**Task**:
Reproduce every entry exactly and leave its pictures out.

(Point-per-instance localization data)
- - -
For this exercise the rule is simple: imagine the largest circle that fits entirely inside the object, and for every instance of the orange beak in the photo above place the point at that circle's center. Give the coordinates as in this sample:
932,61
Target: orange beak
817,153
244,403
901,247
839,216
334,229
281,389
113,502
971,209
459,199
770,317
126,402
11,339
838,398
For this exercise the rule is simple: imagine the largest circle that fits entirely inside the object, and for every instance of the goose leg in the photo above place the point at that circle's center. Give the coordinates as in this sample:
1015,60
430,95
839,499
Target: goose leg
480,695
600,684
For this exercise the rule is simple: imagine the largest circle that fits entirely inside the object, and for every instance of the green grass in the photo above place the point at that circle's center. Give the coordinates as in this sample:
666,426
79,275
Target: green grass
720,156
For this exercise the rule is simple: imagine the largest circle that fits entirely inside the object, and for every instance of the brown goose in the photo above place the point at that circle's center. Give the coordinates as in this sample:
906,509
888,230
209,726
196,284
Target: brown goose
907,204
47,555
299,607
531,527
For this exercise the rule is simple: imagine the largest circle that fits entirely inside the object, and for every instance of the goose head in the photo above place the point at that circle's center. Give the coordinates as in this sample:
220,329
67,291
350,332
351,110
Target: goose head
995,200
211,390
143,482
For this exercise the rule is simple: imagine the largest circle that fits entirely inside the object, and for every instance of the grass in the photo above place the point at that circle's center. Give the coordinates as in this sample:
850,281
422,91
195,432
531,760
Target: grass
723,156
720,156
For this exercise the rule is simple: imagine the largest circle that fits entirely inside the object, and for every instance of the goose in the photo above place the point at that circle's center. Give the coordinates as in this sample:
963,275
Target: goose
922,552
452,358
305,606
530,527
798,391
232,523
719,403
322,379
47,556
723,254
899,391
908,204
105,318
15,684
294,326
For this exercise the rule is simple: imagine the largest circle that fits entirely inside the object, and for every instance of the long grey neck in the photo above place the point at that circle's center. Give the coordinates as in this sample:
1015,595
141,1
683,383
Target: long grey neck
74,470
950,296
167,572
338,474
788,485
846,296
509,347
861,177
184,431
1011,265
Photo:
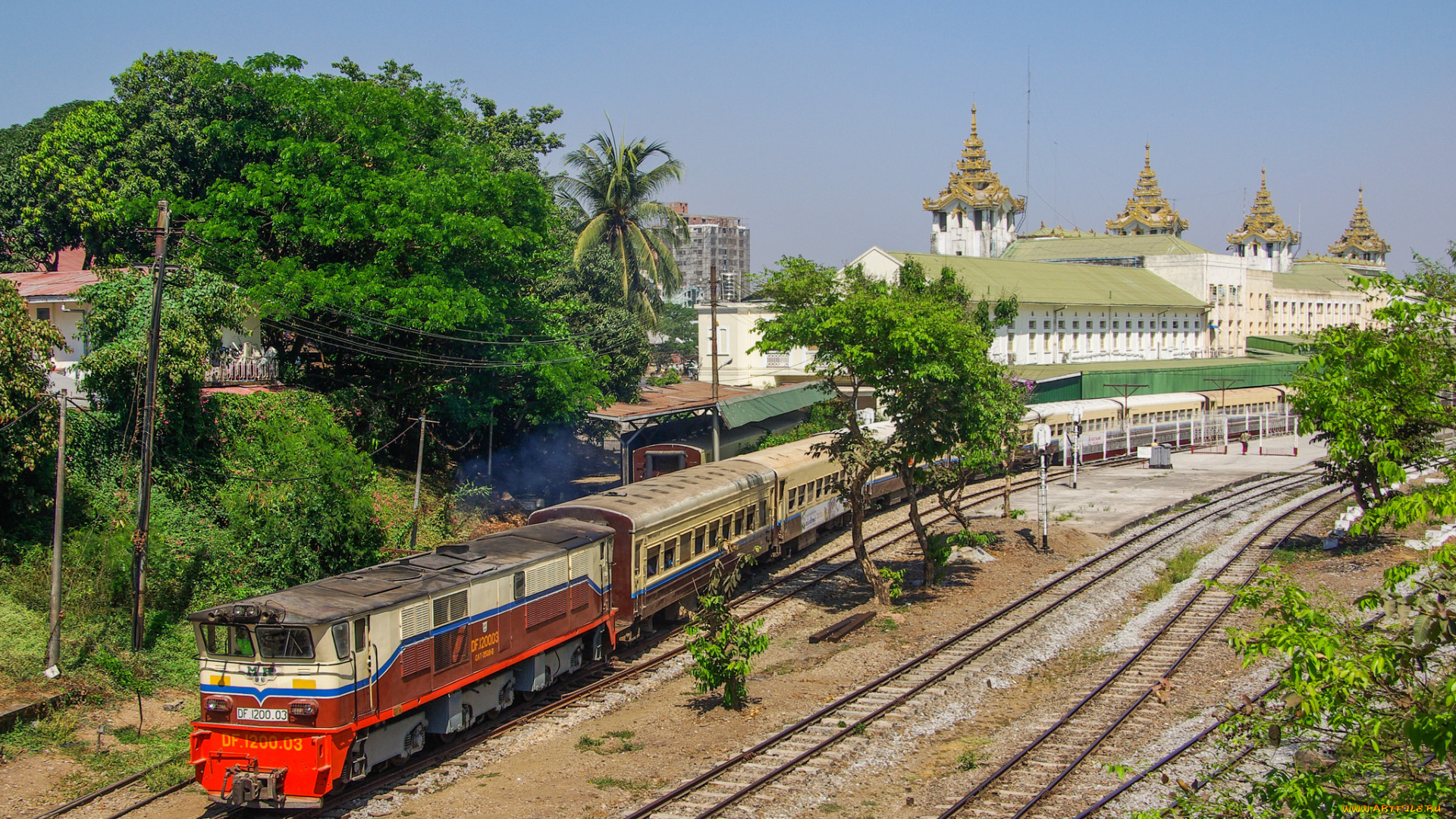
- - -
**Response to the task**:
For this exercise the rule is simple: imagine the largest circle that fits entirely inside the object, and for every instance of the orange beak in the photo above place the point at that circle's center. Give the coordinates as in this sample:
932,61
Target: orange beak
817,153
244,403
901,247
839,216
334,229
281,389
113,502
971,209
459,199
770,317
126,402
11,339
838,398
For this exercise the rule is simple: imagine the largest circle that fits entirely inside the object, and for every instance of the goose leg in the photo above place the point at that circle's center. Give the coordinates as in this sample:
1015,60
430,95
839,499
Target: goose leg
480,695
600,684
For this exercise the rule is simple: imagine the largest circle that fits entirely inside the object, and for every instance of the green grass in the photo above place the point at that circle's center. Give the coordinates as in this sample:
666,426
79,275
Target: green grass
720,156
For this exercise the rule is simple: imagine the largest circle that fits entirely inside the object, and for every instance of the brown goose in the photo above place the point at that circle's center. Give the coordinates as in this sample:
906,509
888,230
209,726
196,284
Target: brown goose
907,204
47,555
299,607
531,527
For this exercise the rule is simple: imagine the largest circle that fits entirely inside the object, and for every instance of the goose head in the photo above place the point at that circle's center. Give the coordinates as in this sample:
220,329
67,291
350,332
351,110
Target: goose head
995,200
211,390
143,482
For this exercise the rule is simple: imagine the largest circle that fits entirely inside the object, and for every instance of the grass in the photo above place the point at that circle's center. Give the coordinates as in this sample:
850,281
422,91
195,432
531,760
Target: grass
723,156
720,156
For this exercise the rule is simple: imagine the largest circle that fits entirely inside the object, and for every instance of the goose in the photo above place the point at that circle's center. Give the coordinates as in this sample:
963,275
Target: goose
922,552
452,358
305,606
530,527
798,391
232,523
719,403
322,379
47,556
723,254
899,391
908,204
105,318
15,684
294,326
For this exercise the rule is simple: imagine the largest circle that fits entirely inside the object, and for every instance of the long grey neck in the photo above place the point at that circle's center. Give the coordinates as in this sample:
1015,595
141,1
683,383
Target: long grey neck
74,470
950,296
167,572
338,474
788,485
846,296
509,347
861,177
184,431
1011,265
Photo:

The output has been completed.